• [Written task]: Starting at the line that contains "Each instance of the red eye" and ending at the line that contains "pixel 311 89", write out every line of the entries below, requests included. Multiply each coordinate in the answer points by 1.85 and round to whole numbers, with halves rounded up, but leave the numbers in the requests and their sample formats unchanged.

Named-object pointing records

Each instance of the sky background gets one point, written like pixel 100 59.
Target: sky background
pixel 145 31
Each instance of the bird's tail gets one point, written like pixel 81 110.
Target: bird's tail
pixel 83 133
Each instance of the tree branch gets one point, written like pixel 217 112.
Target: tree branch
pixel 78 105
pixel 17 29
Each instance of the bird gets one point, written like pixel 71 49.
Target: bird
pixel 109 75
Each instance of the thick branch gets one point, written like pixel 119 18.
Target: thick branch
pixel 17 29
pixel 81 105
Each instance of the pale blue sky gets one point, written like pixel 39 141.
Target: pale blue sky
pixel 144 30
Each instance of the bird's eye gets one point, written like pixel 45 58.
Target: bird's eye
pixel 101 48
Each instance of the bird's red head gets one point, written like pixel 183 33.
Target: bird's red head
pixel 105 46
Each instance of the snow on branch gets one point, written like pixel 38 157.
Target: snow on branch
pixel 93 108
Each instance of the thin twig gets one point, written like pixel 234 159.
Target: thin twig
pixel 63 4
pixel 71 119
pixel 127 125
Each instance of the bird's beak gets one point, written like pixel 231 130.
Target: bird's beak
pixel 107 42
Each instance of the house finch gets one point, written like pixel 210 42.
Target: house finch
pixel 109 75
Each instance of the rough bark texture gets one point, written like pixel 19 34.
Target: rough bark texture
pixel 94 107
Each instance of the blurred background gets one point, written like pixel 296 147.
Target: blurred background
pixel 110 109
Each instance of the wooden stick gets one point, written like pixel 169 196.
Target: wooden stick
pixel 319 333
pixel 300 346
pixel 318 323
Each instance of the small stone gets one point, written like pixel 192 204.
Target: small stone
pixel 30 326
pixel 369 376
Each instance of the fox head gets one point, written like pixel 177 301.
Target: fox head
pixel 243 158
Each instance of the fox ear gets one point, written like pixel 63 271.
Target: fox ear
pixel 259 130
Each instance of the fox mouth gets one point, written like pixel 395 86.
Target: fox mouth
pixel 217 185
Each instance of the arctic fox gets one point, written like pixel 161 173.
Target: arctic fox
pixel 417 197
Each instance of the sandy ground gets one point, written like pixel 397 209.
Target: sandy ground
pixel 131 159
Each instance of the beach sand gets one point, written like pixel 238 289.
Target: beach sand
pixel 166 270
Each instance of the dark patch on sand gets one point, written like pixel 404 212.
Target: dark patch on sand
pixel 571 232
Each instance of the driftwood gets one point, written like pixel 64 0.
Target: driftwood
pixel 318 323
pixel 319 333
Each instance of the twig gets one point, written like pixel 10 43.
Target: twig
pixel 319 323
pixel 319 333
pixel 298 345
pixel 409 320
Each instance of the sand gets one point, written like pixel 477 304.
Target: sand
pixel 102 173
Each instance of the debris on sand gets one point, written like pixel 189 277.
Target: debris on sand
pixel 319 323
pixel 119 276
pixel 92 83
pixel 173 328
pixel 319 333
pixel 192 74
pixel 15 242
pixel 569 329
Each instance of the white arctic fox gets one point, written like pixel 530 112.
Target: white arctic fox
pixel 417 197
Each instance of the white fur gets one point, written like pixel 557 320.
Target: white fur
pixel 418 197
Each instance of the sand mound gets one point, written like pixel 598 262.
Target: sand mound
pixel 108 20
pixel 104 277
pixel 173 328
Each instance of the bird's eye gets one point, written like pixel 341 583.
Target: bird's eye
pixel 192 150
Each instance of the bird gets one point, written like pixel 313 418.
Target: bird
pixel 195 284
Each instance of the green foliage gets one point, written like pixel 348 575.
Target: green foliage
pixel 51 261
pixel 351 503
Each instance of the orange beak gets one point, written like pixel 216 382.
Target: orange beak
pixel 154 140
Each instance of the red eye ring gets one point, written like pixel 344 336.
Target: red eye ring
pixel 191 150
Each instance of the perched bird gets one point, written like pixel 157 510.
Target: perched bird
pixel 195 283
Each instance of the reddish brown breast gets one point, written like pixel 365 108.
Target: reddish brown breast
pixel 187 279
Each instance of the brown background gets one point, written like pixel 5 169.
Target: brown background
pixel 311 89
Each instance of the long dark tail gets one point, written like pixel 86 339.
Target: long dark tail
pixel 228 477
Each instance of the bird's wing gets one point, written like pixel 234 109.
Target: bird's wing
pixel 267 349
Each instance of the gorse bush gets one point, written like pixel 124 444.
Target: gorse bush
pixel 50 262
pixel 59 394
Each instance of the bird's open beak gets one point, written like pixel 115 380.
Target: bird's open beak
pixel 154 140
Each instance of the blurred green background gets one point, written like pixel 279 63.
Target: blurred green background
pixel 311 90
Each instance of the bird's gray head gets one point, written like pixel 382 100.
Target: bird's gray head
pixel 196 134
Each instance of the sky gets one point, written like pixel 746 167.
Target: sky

• [Answer to the exercise]:
Each instance of the red eye ring gets one point, written like pixel 344 336.
Target: red eye ring
pixel 353 278
Each instance of the perched bird gets one point, written like pixel 157 510.
Target: perched bird
pixel 361 524
Each instance of the reddish brown breast gets one point, written like pixel 365 108.
Target: reddish brown breast
pixel 346 516
Each instance of the brown background gets one point, written like pixel 5 169.
Target: brown background
pixel 575 165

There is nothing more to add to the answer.